## EXERCISE DIRECTIONS:
Reproduce verbatim the stretch of the records from the line containing "In this exercise you will mark each instance of the bride's" through the end of the records, with both ends included.

— Start of PROVIDED INFORMATION —

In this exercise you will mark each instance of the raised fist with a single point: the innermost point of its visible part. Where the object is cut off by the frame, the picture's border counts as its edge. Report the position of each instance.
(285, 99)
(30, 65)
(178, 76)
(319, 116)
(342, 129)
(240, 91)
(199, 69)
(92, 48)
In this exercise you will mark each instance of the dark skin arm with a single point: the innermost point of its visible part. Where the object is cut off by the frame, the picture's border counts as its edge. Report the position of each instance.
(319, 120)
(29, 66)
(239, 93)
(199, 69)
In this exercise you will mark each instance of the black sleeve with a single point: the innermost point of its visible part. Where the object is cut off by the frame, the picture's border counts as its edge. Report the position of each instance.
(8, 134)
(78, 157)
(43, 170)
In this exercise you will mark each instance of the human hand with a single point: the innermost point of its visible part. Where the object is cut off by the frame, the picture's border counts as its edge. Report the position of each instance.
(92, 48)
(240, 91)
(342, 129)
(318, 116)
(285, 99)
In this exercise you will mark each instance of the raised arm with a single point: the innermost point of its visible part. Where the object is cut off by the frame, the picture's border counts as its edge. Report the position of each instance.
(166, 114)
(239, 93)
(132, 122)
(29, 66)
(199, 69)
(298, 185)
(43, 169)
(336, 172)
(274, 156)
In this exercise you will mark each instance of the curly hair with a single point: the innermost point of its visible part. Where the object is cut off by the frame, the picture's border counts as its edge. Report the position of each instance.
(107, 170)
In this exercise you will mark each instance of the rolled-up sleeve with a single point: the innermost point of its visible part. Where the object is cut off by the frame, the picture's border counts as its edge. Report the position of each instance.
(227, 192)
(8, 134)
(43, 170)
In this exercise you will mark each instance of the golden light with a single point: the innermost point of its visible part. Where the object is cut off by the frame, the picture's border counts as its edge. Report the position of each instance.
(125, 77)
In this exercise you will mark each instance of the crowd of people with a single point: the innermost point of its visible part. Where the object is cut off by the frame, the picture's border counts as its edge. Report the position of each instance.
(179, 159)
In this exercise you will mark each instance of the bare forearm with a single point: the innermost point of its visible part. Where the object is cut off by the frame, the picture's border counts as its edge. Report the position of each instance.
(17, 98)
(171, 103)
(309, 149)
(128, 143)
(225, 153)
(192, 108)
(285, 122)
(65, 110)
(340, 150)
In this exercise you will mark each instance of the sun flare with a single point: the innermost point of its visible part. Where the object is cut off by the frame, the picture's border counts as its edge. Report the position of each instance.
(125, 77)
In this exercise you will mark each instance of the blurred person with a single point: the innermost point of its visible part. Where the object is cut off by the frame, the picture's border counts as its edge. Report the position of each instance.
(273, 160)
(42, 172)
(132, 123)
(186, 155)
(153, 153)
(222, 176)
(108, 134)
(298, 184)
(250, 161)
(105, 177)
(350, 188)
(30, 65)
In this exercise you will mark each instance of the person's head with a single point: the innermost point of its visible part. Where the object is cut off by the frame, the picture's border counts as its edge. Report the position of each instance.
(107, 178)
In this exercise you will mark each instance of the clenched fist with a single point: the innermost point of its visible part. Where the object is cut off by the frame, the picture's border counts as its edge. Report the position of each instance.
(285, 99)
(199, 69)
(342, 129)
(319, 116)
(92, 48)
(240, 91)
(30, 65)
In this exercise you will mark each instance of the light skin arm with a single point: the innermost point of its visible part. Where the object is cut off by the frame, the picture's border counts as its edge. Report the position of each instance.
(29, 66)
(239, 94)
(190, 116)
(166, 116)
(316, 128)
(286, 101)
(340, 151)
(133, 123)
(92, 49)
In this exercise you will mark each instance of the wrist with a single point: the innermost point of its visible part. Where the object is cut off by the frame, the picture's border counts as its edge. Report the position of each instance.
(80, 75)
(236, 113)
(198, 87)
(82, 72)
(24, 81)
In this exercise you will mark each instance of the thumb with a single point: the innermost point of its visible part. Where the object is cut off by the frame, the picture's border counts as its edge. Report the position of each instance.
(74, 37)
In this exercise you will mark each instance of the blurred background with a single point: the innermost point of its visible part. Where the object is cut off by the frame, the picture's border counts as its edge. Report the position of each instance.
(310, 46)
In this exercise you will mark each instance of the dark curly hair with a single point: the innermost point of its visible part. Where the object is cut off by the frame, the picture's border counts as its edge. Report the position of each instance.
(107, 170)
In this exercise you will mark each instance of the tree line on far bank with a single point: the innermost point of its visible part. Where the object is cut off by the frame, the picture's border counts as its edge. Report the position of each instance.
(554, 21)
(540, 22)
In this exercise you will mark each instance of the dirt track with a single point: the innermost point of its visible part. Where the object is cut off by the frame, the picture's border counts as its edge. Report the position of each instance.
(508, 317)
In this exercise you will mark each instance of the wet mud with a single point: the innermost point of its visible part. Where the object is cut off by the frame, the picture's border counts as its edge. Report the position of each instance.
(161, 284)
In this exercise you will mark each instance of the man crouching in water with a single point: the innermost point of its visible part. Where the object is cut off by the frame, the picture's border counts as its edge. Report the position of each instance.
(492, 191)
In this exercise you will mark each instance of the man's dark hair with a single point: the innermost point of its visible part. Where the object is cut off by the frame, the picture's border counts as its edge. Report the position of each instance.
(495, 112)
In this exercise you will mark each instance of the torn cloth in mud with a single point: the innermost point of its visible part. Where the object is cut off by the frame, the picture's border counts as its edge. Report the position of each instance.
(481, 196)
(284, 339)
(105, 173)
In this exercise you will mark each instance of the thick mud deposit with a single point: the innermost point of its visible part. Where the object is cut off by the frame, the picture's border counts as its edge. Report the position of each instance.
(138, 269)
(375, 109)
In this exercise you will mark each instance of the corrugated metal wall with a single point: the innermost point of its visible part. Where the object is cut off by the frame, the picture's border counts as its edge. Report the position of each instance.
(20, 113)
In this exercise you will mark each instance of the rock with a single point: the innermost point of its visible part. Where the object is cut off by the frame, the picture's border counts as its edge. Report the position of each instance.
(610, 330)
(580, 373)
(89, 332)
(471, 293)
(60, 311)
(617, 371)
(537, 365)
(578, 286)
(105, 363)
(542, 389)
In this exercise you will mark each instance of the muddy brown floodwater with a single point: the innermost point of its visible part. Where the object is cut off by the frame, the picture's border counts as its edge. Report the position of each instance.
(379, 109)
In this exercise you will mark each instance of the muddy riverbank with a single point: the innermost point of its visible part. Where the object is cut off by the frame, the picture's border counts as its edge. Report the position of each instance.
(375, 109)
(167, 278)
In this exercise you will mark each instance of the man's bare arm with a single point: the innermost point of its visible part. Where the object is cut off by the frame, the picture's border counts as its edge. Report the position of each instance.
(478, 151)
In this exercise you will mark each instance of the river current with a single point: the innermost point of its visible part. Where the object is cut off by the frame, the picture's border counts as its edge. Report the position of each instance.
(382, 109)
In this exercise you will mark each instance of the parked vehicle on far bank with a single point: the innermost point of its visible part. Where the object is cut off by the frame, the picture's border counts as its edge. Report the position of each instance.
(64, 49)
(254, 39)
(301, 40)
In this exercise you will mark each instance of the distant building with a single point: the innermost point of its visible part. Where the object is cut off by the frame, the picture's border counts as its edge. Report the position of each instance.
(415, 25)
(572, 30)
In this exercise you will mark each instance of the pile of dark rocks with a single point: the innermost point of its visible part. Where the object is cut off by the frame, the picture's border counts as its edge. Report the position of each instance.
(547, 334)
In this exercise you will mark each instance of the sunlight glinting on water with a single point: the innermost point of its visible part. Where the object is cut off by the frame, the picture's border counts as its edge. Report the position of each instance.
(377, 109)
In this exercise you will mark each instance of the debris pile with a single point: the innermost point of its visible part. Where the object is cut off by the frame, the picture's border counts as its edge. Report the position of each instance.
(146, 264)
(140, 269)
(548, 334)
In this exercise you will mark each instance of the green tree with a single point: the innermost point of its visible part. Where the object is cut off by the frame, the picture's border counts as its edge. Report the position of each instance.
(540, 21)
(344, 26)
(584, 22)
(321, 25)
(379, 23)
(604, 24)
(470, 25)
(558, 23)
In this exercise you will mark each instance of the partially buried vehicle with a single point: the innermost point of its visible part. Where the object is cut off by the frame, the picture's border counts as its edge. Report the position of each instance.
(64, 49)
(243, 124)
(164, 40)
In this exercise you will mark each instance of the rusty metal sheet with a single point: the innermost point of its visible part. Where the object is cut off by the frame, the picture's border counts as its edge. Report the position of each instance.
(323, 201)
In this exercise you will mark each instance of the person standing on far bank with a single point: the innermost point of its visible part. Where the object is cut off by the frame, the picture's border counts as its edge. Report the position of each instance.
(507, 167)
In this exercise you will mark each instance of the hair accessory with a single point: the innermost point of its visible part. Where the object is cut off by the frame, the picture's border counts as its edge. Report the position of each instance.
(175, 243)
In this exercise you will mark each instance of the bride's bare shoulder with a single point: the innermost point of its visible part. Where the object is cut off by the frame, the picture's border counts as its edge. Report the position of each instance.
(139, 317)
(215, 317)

— End of PROVIDED INFORMATION —

## FULL SOLUTION:
In this exercise you will mark each instance of the bride's bare shoulder with a single point: the innermost point of its visible part. Where the object is cut off by the frame, the picture's border counts as its edge. Report the position of each instance.
(139, 317)
(215, 317)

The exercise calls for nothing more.